— begin —

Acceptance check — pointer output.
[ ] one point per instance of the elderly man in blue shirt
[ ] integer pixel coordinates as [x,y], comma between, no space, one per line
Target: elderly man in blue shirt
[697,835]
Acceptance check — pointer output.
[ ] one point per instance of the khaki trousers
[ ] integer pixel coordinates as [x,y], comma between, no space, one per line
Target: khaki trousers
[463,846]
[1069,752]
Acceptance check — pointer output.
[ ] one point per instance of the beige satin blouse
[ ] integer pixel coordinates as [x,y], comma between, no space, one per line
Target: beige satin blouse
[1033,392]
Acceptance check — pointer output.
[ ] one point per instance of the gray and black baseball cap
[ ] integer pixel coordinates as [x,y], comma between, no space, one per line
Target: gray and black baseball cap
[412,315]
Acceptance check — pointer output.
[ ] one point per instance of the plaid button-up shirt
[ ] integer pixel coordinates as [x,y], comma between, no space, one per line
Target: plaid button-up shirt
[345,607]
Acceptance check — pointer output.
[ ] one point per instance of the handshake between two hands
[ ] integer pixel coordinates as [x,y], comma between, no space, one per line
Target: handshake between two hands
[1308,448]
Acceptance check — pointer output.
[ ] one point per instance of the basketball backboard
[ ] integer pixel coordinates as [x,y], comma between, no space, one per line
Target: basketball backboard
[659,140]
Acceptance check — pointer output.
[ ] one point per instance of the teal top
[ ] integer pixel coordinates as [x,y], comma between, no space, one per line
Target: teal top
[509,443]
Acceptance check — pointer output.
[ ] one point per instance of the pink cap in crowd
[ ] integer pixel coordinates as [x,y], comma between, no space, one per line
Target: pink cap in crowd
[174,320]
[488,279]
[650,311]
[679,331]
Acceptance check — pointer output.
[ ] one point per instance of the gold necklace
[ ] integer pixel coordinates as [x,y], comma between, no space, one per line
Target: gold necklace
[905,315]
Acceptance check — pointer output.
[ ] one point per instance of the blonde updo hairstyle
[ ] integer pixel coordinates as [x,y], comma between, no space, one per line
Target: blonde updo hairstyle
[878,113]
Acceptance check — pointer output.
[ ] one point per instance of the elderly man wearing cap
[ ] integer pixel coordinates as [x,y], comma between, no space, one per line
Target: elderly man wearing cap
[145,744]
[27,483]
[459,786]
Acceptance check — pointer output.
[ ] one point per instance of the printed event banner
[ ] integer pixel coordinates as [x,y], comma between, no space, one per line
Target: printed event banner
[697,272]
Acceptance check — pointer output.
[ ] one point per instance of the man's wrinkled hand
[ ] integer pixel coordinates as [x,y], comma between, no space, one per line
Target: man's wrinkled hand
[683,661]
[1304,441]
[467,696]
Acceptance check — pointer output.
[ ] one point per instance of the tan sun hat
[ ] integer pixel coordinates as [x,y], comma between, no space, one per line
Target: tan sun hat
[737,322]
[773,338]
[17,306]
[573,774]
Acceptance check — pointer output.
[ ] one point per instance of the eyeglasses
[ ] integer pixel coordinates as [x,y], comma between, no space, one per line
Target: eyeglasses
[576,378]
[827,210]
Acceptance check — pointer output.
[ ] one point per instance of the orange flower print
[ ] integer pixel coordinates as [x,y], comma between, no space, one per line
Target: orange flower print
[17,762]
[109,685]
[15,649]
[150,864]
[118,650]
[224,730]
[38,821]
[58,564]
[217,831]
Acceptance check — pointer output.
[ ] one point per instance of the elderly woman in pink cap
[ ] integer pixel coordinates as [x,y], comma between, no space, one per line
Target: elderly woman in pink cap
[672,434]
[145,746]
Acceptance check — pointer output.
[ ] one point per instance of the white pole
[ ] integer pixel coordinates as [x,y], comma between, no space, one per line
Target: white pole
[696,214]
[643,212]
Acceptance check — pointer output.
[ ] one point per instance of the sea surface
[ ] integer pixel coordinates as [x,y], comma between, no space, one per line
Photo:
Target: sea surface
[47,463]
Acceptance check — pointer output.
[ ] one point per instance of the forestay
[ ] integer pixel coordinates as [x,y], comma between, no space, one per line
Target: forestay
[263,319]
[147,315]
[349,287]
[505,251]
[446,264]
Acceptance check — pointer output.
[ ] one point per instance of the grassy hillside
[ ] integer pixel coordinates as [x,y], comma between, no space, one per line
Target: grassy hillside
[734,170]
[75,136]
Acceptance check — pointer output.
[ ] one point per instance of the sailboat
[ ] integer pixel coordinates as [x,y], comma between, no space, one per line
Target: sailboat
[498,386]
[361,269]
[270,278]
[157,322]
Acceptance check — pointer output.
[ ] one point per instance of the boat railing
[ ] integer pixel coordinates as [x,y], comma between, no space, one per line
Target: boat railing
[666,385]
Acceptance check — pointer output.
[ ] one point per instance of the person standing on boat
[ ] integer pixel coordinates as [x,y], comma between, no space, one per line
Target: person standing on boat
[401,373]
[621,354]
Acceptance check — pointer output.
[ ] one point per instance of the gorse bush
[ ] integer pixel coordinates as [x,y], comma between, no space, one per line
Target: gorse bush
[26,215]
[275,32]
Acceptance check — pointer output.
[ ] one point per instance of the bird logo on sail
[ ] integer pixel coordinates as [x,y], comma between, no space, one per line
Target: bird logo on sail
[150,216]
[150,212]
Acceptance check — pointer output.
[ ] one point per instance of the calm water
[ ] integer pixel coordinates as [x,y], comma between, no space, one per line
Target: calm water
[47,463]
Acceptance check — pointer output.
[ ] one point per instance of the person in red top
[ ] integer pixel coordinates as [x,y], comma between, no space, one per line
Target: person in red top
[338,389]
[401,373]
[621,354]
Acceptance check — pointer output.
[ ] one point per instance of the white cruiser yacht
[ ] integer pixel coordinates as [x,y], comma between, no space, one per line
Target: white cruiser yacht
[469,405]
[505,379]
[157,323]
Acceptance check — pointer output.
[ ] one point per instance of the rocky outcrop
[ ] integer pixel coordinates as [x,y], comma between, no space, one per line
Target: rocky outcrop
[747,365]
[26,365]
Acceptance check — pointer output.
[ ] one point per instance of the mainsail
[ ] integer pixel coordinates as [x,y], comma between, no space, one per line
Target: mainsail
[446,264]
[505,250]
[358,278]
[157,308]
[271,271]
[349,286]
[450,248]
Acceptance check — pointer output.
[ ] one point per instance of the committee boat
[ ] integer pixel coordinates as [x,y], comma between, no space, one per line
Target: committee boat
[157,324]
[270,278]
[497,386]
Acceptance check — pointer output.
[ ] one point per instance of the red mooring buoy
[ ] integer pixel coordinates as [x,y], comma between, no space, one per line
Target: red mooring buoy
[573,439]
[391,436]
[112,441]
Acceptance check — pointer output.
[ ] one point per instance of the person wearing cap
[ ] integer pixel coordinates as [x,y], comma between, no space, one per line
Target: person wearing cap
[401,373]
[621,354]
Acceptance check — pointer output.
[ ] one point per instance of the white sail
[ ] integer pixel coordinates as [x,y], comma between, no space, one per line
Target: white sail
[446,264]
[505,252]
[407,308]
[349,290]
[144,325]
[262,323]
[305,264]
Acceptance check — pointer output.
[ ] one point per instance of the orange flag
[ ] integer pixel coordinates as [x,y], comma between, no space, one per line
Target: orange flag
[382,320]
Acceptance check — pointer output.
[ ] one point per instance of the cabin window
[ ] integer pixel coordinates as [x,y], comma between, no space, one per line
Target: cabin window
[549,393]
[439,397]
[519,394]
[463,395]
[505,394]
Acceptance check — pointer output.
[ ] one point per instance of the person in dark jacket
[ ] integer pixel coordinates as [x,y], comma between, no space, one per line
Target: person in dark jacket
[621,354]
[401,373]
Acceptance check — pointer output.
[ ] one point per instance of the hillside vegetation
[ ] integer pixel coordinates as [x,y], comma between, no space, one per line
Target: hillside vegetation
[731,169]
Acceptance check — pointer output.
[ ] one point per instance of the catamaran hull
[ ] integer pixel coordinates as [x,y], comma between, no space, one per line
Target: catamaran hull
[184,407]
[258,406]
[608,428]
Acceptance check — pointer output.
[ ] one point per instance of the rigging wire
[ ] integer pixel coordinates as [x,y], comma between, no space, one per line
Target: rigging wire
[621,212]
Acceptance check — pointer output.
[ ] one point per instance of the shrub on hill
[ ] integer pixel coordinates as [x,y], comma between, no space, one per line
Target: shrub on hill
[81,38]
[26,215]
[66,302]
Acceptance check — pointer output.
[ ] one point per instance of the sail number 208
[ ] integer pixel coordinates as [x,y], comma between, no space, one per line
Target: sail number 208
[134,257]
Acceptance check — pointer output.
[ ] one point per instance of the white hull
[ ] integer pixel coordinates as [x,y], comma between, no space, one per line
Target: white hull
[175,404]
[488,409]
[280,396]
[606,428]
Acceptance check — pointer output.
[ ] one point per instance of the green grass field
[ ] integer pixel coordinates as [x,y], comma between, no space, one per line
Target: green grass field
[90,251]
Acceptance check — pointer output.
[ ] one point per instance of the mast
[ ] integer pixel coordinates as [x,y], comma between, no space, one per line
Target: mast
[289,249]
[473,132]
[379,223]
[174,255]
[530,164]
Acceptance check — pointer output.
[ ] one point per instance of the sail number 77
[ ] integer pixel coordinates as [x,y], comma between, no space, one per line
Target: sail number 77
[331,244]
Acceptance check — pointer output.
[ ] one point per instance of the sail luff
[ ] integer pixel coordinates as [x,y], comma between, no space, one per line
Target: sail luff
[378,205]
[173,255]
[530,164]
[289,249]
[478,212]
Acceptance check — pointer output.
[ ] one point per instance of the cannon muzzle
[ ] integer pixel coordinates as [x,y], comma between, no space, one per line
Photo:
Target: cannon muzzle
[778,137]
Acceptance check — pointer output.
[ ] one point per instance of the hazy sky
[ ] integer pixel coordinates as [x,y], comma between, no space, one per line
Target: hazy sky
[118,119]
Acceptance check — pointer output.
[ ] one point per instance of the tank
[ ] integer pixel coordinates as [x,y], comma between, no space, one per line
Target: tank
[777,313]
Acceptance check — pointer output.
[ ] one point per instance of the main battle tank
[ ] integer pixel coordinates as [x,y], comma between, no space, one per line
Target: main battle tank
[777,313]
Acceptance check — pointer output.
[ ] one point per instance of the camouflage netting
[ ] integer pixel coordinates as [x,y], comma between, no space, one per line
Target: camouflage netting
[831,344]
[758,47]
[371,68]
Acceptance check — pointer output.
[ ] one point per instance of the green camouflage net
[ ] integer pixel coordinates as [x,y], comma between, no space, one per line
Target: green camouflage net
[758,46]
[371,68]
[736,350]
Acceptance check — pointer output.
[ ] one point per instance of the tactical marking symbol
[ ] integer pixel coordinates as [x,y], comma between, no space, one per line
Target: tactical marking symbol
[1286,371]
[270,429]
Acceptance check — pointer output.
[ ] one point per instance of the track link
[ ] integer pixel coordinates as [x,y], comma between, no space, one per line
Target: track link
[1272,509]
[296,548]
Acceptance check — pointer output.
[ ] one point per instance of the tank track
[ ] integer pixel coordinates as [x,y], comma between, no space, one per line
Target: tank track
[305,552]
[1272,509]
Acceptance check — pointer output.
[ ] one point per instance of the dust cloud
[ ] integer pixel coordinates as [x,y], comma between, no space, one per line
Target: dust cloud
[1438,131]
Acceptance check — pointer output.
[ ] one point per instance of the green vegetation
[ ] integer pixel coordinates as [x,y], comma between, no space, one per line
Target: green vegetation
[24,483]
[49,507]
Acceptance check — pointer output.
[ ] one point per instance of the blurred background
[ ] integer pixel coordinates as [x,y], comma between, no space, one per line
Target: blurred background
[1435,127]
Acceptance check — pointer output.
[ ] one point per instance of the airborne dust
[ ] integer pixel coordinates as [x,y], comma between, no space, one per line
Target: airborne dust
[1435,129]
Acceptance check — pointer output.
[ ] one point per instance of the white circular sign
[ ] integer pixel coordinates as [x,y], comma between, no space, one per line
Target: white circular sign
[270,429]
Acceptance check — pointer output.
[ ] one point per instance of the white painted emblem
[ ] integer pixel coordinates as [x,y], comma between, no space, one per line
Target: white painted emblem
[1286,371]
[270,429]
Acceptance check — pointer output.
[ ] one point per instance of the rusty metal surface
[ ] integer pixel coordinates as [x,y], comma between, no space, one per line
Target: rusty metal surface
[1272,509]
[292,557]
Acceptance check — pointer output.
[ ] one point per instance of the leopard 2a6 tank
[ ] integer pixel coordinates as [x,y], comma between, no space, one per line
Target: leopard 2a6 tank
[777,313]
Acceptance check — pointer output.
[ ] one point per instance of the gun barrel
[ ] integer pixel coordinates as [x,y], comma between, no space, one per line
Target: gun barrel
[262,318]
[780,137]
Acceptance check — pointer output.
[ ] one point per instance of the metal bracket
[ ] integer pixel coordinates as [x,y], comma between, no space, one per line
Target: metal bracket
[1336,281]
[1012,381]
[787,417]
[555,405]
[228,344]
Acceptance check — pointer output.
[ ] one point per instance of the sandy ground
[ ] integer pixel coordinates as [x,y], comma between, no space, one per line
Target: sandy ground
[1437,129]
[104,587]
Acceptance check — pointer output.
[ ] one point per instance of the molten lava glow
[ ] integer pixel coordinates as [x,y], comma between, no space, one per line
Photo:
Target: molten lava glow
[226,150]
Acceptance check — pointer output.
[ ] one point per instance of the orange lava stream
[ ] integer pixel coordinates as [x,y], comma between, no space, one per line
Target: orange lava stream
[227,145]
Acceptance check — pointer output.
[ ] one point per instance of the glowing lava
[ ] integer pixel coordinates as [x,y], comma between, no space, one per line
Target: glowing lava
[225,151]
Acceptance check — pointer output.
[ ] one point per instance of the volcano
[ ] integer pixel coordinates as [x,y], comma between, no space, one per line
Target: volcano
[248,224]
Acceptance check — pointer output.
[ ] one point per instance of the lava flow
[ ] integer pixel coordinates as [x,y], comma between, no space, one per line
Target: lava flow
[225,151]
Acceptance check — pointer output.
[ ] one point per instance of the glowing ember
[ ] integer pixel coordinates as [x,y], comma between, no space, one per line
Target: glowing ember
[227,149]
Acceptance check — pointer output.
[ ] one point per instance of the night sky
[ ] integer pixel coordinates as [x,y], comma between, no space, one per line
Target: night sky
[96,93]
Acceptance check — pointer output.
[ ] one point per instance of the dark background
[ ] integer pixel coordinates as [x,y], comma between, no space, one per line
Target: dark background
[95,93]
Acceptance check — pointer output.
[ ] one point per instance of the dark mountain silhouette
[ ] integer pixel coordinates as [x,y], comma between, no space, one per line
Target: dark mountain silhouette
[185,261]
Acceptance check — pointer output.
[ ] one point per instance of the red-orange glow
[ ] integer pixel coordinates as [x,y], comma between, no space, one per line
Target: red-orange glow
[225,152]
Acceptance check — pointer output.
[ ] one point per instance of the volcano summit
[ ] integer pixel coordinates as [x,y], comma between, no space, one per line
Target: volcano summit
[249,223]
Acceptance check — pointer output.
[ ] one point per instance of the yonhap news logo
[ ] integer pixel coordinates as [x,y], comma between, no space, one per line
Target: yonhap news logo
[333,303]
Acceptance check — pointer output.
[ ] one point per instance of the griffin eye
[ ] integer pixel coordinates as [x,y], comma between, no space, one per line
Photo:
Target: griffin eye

— end —

Short exercise:
Report every line of the items above that contains the word "calm".

Finished task:
[ ] one point per instance of the calm water
Target: calm water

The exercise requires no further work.